» **EXTRAIT FOURNI**
Laurent Geoffroy, Petite histoire d’un juif français
Lorsque j’ai reçu ce livre, je me suis dit aussitôt : « encore une histoire de Juif ! ». Nous avons subi pendant huit mois les bouffonneries nazies du juif Zemmour (revendiqué comme tel) qui a monopolisé les médias sans obtenir un score honorable (et même aucun député!). Nous avons constaté que tout le premier semestre 2022 Gallimard en Pléiade était exclusivement consacré à des écrivains juifs : Kafka, Proust, Roth – certes de talent, mais enfin…. Est-ce pour se faire « pardonner » par le politiquement correct la parution en même temps de Guerre de Céline ? La communauté juive ne représente qu’environ 800 000 personnes en France, aurait-elle le monopole des médias, des éditions et de la posture morale ?
Sauf que cette réaction épidermique n’est pas de mise pour Laurent Geoffroy.

» **Extraits de données d'étiquetage de lieux**
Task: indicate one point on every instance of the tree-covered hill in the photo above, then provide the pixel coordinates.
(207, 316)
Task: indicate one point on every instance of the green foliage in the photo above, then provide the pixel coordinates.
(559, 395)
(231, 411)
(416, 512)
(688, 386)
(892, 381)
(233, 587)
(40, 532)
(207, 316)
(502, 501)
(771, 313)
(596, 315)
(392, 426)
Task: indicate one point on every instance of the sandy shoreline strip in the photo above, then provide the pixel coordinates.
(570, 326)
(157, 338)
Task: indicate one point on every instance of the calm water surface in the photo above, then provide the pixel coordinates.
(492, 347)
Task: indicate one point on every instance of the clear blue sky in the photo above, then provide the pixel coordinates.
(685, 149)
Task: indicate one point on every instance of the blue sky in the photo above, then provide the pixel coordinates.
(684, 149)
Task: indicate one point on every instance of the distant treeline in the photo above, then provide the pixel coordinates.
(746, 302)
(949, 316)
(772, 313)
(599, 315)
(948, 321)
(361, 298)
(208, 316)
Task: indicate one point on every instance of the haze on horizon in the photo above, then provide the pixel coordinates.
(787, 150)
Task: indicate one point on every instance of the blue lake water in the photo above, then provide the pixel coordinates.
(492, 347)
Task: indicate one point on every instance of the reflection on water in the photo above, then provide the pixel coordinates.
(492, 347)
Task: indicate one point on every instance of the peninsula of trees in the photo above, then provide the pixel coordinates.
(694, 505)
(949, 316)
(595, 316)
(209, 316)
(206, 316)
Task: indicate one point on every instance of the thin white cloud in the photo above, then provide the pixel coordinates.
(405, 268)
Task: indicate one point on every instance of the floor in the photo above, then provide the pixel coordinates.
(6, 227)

» **CONSIGNE**
Donnez tous les écrivains que l'extrait cite comme ceux auxquels Gallimard a consacré la Pléiade pendant le premier semestre 2022. Les enregistrements viennent d'une autre source.

» **RÉPONSE ATTENDUE**
Kafka, Proust et Roth.